* Description of the task
In the material from its beginning through the line containing "[233,799,272,819]", swap "bare tree" for "leafless tree" and leave everything else unchanged. Return only those lines.
***
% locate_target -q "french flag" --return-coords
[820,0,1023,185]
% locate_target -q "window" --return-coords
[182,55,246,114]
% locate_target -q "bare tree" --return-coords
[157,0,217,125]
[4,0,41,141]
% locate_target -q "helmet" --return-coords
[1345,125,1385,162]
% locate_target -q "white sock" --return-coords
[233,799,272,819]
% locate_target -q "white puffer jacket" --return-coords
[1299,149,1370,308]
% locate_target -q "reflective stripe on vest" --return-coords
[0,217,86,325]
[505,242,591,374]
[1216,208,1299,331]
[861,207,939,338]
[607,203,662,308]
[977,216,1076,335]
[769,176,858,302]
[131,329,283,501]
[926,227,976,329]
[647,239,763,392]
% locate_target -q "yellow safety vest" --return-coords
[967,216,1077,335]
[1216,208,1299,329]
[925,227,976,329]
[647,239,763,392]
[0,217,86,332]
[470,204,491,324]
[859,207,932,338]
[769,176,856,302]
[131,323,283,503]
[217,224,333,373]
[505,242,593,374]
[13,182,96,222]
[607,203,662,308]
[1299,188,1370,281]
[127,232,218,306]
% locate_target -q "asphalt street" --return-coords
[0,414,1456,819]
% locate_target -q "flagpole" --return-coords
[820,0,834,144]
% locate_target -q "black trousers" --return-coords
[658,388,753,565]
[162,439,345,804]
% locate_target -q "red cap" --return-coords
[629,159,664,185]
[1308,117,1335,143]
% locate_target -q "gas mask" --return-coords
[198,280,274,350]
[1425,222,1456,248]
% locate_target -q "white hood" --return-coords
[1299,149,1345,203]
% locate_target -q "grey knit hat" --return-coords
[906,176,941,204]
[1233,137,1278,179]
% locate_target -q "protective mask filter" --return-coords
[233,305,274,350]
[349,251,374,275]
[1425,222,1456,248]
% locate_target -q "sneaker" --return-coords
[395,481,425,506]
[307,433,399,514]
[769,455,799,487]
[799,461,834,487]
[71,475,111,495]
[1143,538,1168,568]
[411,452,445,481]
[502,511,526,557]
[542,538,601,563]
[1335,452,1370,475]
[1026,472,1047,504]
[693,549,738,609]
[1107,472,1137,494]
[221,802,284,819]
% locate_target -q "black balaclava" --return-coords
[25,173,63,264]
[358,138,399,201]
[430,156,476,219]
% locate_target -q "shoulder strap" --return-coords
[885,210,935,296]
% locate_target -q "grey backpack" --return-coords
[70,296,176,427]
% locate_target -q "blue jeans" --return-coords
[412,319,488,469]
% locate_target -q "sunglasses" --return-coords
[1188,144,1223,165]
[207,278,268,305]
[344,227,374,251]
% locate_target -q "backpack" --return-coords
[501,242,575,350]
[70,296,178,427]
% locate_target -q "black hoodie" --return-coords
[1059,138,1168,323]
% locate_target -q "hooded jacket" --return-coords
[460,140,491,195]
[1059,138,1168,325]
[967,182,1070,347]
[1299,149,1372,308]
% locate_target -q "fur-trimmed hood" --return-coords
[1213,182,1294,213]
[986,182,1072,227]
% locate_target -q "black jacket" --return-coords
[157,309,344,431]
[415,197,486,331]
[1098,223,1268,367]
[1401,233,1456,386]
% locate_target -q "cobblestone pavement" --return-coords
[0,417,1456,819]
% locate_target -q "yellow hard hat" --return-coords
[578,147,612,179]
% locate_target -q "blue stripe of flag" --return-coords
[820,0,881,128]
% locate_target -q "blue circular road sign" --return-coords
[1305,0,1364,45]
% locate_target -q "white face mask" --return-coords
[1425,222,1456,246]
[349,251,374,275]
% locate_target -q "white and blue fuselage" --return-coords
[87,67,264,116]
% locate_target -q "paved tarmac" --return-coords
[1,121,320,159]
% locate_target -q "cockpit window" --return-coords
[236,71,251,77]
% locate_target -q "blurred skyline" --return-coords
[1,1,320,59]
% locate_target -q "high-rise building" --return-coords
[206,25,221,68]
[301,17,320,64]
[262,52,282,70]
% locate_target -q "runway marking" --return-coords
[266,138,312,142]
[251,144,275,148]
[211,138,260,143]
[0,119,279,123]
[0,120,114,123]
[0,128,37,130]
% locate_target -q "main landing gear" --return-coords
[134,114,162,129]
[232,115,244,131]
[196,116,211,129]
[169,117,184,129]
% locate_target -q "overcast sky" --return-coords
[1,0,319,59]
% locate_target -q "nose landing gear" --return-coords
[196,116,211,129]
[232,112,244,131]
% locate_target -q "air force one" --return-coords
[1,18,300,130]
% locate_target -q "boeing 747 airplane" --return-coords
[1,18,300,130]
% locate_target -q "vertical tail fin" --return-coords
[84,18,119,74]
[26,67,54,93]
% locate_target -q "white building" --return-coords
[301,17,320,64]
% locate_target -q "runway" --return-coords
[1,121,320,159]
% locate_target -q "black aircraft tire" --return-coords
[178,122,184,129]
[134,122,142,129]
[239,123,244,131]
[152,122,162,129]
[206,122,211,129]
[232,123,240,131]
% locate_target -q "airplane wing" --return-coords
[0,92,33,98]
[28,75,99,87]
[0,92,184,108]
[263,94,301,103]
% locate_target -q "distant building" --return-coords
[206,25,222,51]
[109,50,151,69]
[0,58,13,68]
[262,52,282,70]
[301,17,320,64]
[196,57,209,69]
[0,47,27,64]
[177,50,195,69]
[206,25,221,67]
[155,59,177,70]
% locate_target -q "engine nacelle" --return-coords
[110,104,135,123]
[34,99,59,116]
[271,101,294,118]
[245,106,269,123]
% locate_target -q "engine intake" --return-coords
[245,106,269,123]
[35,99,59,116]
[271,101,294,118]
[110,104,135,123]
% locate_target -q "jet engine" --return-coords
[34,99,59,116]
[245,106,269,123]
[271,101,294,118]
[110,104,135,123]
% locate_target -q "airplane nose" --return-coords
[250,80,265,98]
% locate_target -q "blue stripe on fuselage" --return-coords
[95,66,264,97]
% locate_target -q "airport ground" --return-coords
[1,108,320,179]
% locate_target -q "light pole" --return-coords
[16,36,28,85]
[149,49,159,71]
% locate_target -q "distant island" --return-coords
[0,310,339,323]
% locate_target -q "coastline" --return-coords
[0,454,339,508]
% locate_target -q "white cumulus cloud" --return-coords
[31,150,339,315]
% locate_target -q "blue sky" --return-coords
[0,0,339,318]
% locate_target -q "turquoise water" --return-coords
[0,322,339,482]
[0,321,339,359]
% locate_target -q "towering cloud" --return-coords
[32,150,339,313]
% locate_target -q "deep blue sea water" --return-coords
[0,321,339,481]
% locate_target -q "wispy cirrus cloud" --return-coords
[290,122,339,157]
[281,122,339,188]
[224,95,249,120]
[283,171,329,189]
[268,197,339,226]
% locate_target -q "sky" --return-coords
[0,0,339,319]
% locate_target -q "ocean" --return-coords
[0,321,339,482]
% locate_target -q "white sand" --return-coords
***
* Task output
% locate_target -q "french flag" --return-coords
[820,0,1023,185]
% locate_target -q "window" --return-coords
[182,55,246,114]
% locate_target -q "leafless tree" --return-coords
[157,0,217,125]
[4,0,41,141]
% locate_target -q "helmet" --return-coords
[1345,125,1385,162]
% locate_target -q "white sock" --return-coords
[233,799,272,819]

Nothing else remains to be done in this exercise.